Rebentos: Mostra Internacional de Cinema Emergente – Sessão 3

Rebentos é uma mostra de cinema que pretende apresentar o trabalho de jovens realizadores de todo o mundo. A mostra parte de uma iniciativa da Claraboia, uma iniciativa conjunta das associações A3 Apertum Ars e Dínamo que pretende dinamizar a cultura emergente no Concelho de Sintra, acolhida pela Casa da Juventude da Tapada das Mercês. Ao longo da mostra serão exibidas mais de 34 curtas-metragens, divididas em 7 sessões, que nos mostram diferentes géneros, técnicas e realidades sociais.

Poster de Palavras Gastas, de Maria Giraldes © Direitos Reservados

PALAVRAS GASTAS, 2020

um filme de MARIA GIRALDES

A partir do poema “Adeus” (1950) de Eugénio de Andrade, Palavras Gastas chega como ilustração daquele que é um tema comum ao espectador: a separação. O filme acaba por refletir sobre o seu próprio género: quando as palavras deixam de ser suficientes, a animação ganha lugar. Os dois peixes que Maria Giraldes anima servem para nos guiar nesta viagem e parecem refletir diretamente uma parte do poema de Andrade:

“Às vezes tu dizias: os teus olhos são peixes

verdes.

E eu acreditava.

Acreditava,

porque ao teu lado

todas as coisas eram possíveis.” 

Mas agora já nada parece possível. As palavras nada mais são que uma metáfora para os sentimentos, os sentimentos estão gastos – “antigamente tínhamos tanto para dar um ao outro” – e agora o que resta? 

“Não temos já nada para dar.

Dentro de ti

Não há nada que me peça água.

O passado é inútil como um trapo.

E já te disse: as palavras estão gastas.”

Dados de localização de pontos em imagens
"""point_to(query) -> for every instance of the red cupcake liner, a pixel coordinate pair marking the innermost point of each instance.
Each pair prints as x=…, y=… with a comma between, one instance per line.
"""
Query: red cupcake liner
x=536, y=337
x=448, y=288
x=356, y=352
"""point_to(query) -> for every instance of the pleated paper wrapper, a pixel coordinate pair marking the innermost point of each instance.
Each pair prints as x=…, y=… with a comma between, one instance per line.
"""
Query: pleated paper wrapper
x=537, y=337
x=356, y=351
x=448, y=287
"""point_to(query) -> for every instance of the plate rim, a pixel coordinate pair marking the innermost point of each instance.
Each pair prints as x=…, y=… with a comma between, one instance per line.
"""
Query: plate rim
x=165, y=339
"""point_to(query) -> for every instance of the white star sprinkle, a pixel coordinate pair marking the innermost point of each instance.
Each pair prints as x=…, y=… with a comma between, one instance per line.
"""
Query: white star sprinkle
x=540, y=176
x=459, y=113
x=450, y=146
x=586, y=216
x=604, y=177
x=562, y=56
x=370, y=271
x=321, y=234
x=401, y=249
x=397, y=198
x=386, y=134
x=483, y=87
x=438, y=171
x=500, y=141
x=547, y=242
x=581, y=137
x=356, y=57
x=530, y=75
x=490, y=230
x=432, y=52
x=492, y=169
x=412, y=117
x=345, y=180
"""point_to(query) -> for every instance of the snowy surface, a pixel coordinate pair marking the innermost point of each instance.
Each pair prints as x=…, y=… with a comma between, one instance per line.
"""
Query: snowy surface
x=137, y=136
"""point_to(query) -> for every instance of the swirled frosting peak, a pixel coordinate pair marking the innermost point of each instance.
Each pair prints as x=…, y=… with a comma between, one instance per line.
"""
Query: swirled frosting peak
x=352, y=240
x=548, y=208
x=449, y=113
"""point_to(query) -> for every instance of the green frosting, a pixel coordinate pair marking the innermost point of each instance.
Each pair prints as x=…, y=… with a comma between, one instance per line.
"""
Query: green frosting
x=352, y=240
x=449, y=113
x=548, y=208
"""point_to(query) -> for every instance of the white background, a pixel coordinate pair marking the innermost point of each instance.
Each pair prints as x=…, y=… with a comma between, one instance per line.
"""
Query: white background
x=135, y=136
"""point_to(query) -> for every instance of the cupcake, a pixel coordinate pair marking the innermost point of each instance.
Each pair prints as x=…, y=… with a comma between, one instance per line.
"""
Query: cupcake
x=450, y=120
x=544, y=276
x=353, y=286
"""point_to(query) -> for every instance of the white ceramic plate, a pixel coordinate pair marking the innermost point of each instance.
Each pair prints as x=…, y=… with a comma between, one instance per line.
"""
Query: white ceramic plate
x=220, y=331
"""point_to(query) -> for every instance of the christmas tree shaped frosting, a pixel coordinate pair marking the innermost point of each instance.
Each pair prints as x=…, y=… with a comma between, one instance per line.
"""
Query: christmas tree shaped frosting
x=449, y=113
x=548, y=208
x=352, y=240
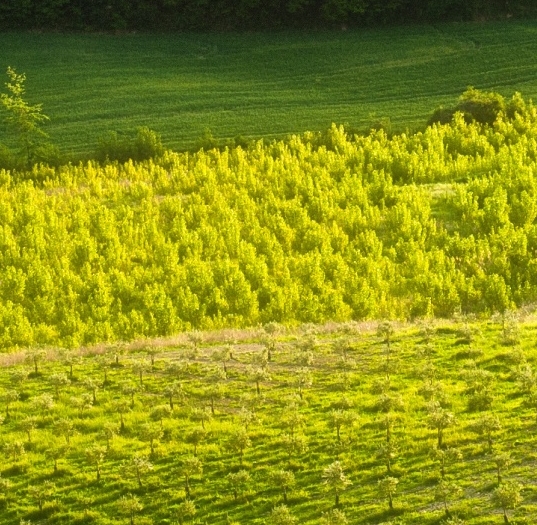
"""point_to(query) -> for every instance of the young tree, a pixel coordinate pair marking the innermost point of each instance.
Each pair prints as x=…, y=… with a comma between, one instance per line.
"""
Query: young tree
x=281, y=515
x=387, y=452
x=40, y=493
x=485, y=426
x=151, y=433
x=35, y=356
x=173, y=390
x=108, y=431
x=95, y=456
x=335, y=479
x=8, y=398
x=339, y=419
x=159, y=413
x=138, y=466
x=91, y=386
x=25, y=119
x=140, y=367
x=502, y=462
x=294, y=444
x=257, y=375
x=444, y=456
x=445, y=492
x=238, y=481
x=129, y=505
x=28, y=425
x=58, y=380
x=387, y=488
x=334, y=517
x=64, y=427
x=185, y=510
x=284, y=480
x=439, y=419
x=304, y=380
x=191, y=466
x=507, y=496
x=239, y=441
x=196, y=437
x=121, y=406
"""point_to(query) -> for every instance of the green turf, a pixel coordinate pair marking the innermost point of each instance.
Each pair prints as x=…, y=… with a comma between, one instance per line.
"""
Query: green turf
x=263, y=84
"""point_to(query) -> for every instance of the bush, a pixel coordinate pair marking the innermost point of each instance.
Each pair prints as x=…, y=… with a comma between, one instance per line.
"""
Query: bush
x=145, y=145
x=475, y=105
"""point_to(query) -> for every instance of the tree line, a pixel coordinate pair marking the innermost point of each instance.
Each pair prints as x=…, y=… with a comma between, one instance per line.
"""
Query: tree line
x=244, y=14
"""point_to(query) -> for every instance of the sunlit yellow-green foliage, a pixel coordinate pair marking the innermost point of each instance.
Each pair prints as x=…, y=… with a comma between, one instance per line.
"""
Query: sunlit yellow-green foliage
x=314, y=228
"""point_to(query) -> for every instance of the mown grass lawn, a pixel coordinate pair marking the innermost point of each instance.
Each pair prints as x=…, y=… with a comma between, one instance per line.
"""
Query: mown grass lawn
x=263, y=84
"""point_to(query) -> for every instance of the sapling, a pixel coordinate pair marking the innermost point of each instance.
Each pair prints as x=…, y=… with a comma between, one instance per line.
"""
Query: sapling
x=140, y=367
x=196, y=437
x=35, y=356
x=138, y=467
x=335, y=479
x=486, y=426
x=439, y=419
x=159, y=413
x=173, y=390
x=445, y=492
x=192, y=466
x=507, y=496
x=502, y=461
x=65, y=428
x=283, y=479
x=238, y=481
x=185, y=511
x=334, y=517
x=281, y=515
x=387, y=487
x=129, y=505
x=42, y=492
x=28, y=425
x=58, y=381
x=387, y=452
x=339, y=419
x=445, y=456
x=239, y=441
x=95, y=456
x=9, y=397
x=151, y=433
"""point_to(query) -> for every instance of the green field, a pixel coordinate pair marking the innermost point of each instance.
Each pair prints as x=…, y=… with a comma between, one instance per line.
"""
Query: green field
x=263, y=84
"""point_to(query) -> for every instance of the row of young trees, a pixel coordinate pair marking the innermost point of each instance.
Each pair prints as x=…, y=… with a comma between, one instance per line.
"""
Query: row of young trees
x=243, y=14
x=79, y=421
x=315, y=228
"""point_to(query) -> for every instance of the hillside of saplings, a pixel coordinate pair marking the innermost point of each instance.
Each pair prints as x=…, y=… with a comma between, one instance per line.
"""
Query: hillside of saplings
x=319, y=227
x=425, y=423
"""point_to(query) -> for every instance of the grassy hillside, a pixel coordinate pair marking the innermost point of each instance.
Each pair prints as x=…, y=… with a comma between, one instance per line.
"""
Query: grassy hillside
x=263, y=84
x=64, y=448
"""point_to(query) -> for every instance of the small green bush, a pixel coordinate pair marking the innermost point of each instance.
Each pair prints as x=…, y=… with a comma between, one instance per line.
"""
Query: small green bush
x=475, y=105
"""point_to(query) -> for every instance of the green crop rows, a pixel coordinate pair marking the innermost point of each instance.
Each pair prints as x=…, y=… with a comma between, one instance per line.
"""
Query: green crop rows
x=263, y=84
x=271, y=400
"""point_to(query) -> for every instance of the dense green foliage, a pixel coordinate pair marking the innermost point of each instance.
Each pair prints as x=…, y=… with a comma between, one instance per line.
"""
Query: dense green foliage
x=243, y=14
x=319, y=227
x=261, y=84
x=165, y=434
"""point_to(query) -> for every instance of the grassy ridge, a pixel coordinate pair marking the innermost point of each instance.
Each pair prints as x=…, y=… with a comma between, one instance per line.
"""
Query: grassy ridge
x=263, y=84
x=354, y=381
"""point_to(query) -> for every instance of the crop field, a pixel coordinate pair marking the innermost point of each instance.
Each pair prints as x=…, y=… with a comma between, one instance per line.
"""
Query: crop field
x=238, y=423
x=263, y=84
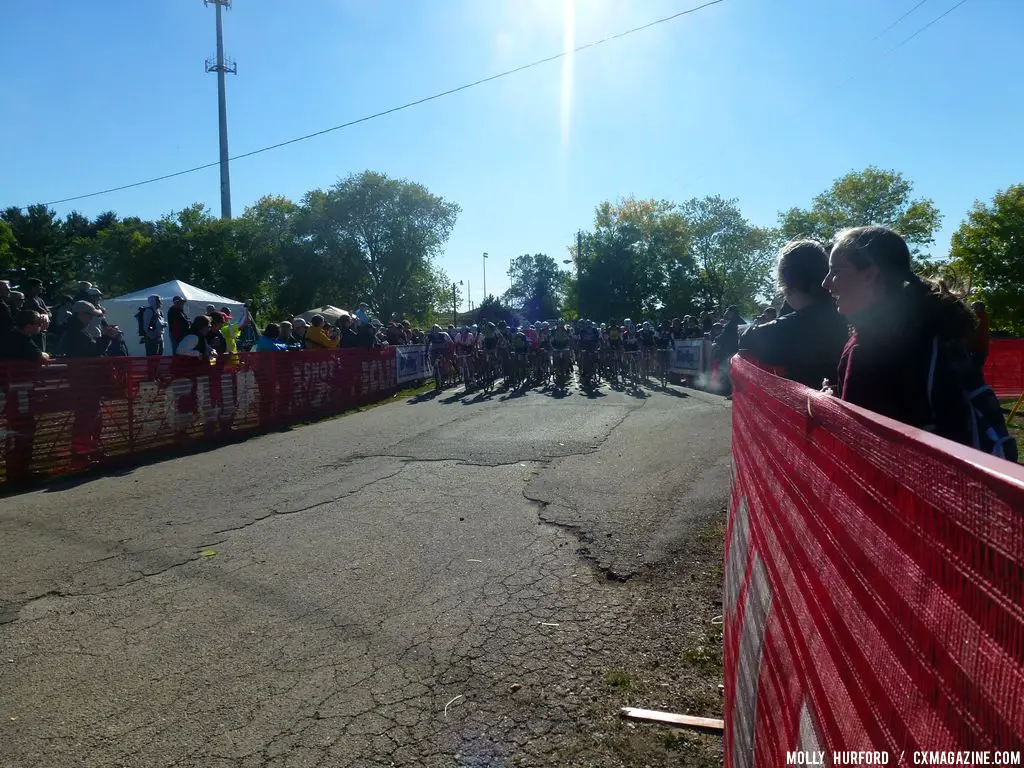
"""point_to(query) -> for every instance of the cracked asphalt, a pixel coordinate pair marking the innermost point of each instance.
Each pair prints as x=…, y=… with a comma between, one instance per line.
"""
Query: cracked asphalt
x=444, y=582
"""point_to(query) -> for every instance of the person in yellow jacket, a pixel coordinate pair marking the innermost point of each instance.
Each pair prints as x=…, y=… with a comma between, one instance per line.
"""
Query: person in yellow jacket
x=316, y=337
x=231, y=333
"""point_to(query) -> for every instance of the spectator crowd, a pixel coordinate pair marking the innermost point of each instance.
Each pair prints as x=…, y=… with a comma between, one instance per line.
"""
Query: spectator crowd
x=855, y=322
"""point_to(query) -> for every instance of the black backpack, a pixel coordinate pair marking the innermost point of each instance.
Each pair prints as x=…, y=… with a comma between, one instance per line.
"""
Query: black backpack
x=985, y=428
x=140, y=317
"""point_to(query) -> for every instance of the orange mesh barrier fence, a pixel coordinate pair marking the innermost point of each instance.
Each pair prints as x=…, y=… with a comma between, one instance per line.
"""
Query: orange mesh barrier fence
x=61, y=416
x=873, y=586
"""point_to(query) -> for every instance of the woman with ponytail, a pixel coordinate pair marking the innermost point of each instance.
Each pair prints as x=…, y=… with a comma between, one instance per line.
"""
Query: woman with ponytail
x=907, y=358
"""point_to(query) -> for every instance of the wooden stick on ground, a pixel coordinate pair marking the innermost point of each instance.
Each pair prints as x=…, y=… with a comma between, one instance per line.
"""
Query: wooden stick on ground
x=707, y=725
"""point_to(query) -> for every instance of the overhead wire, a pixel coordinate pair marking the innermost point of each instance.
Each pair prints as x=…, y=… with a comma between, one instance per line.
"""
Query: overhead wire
x=927, y=26
x=898, y=20
x=393, y=110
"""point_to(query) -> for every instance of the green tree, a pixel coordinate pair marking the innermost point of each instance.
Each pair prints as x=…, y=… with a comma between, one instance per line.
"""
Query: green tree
x=39, y=248
x=392, y=227
x=734, y=259
x=860, y=198
x=988, y=249
x=7, y=244
x=538, y=287
x=637, y=261
x=493, y=310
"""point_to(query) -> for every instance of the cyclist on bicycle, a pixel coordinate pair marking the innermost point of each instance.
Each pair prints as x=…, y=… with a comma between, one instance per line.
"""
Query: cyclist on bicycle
x=519, y=342
x=489, y=337
x=589, y=337
x=438, y=344
x=505, y=332
x=646, y=338
x=531, y=336
x=664, y=343
x=544, y=337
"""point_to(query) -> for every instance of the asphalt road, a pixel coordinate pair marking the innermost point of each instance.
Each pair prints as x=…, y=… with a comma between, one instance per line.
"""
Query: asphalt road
x=446, y=582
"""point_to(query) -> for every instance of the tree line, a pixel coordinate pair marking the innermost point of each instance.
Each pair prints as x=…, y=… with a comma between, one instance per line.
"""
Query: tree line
x=375, y=239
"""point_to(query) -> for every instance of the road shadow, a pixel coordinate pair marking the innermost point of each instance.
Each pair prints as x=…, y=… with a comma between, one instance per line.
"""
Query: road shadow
x=424, y=396
x=556, y=394
x=673, y=392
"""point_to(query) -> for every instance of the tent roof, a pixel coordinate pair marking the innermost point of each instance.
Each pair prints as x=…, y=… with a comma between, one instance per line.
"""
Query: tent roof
x=169, y=290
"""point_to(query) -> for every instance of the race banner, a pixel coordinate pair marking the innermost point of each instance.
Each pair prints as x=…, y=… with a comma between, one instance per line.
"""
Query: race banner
x=873, y=589
x=57, y=417
x=689, y=357
x=412, y=364
x=1005, y=367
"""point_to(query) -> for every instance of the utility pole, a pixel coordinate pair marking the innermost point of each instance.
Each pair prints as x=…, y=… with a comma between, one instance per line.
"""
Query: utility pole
x=222, y=67
x=484, y=275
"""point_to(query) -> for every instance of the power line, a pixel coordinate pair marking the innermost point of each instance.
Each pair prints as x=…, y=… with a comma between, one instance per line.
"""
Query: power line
x=393, y=110
x=930, y=24
x=898, y=20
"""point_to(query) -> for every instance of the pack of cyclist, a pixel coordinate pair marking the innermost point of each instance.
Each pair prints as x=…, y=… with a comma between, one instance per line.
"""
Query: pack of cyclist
x=546, y=353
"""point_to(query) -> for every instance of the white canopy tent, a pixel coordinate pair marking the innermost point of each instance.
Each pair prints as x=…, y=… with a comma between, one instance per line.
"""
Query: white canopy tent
x=121, y=310
x=331, y=313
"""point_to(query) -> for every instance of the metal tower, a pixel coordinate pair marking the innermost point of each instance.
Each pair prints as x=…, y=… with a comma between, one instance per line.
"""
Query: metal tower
x=222, y=66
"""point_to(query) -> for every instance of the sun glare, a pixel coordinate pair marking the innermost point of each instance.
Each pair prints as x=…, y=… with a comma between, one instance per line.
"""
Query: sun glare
x=568, y=62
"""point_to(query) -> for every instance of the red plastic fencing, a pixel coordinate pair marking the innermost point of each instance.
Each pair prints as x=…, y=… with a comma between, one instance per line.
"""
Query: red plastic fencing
x=873, y=588
x=54, y=416
x=1005, y=367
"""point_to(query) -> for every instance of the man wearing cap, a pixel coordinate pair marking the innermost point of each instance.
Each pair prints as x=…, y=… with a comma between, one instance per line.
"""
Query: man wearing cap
x=347, y=337
x=34, y=301
x=154, y=325
x=76, y=341
x=18, y=343
x=93, y=295
x=177, y=322
x=316, y=337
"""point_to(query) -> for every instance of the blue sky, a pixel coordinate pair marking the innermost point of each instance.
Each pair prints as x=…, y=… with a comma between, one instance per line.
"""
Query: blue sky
x=762, y=100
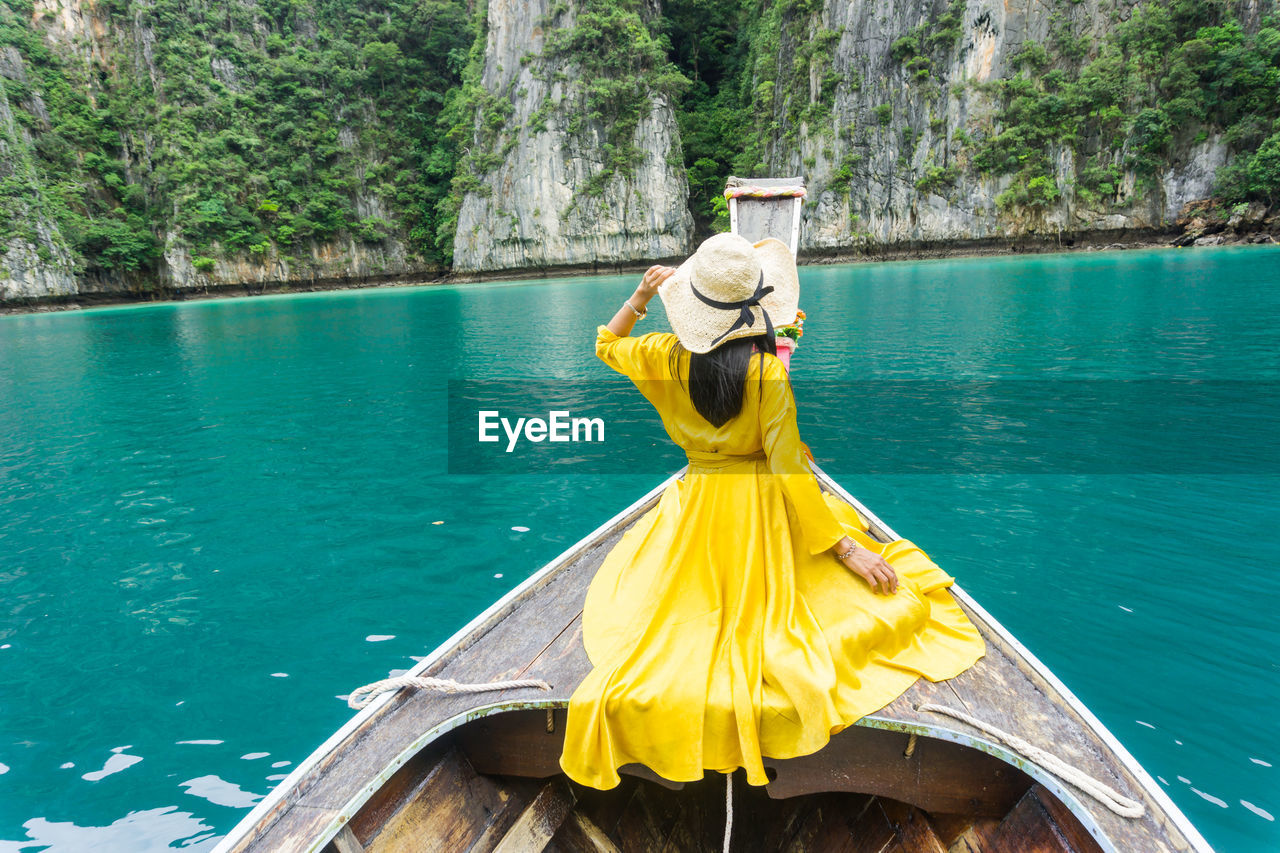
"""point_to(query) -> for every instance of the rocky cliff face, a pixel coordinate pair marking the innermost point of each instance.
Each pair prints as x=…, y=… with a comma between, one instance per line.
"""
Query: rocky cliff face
x=90, y=53
x=551, y=199
x=883, y=106
x=890, y=126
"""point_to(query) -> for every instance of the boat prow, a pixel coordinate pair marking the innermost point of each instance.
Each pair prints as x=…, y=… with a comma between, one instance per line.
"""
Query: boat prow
x=420, y=770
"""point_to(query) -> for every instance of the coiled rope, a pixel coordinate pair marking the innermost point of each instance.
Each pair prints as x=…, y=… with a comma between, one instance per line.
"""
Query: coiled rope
x=1118, y=803
x=766, y=192
x=361, y=697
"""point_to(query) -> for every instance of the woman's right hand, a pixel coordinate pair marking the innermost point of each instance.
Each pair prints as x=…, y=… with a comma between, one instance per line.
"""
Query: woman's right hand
x=653, y=279
x=869, y=566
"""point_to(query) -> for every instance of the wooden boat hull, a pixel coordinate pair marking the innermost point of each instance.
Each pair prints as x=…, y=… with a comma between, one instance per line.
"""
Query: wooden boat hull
x=421, y=770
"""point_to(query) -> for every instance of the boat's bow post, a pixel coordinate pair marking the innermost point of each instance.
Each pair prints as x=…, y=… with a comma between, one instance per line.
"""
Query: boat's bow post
x=760, y=208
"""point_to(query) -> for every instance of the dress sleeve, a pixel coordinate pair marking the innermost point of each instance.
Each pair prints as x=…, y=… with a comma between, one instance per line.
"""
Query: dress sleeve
x=787, y=460
x=638, y=357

Tarefas a realizar:
[1] De acordo com o texto sobre a mostra Rebentos, em que poema se baseia o filme Palavras Gastas?
[2] Retome o texto sobre a mostra Rebentos logo a seguir à sua última frase.

Respostas do exercício:
[1] No poema "Adeus" (1950), de Eugénio de Andrade.

[2]
Uma bela forma de nos trazer este tema pelo qual praticamente todos nós já passamos, ainda que de formas diferentes. Nesta água temos contidas as diversas correntes, correntes que representam as diversas formas de ultrapassar uma separação e as diversas formas como esta nos pode afetar. 

Inês Moreira

Poster de Blood, de Saeid Khajenoori © Direitos Reservados

BLOOD, 2021

um filme de SAEID KHAJENOORI

Uma blusa no chão. Fragmentos de louça quebrada. Uma moldura partida. Uma garrafa de vodka vazia. Um cinzeiro. Um telefone a tocar. Uma ventoinha. Um close-up de uma mão. É assim que abre Blood do iraniano Saeid Khajenoori que demonstra mestria ao usar estas imagens para nos introduzir à história, a qual se ocupa de muito pouco diálogo. Os planos parados dos objetos conversam com o espectador que passa o filme todo a tentar juntar as peças do puzzle.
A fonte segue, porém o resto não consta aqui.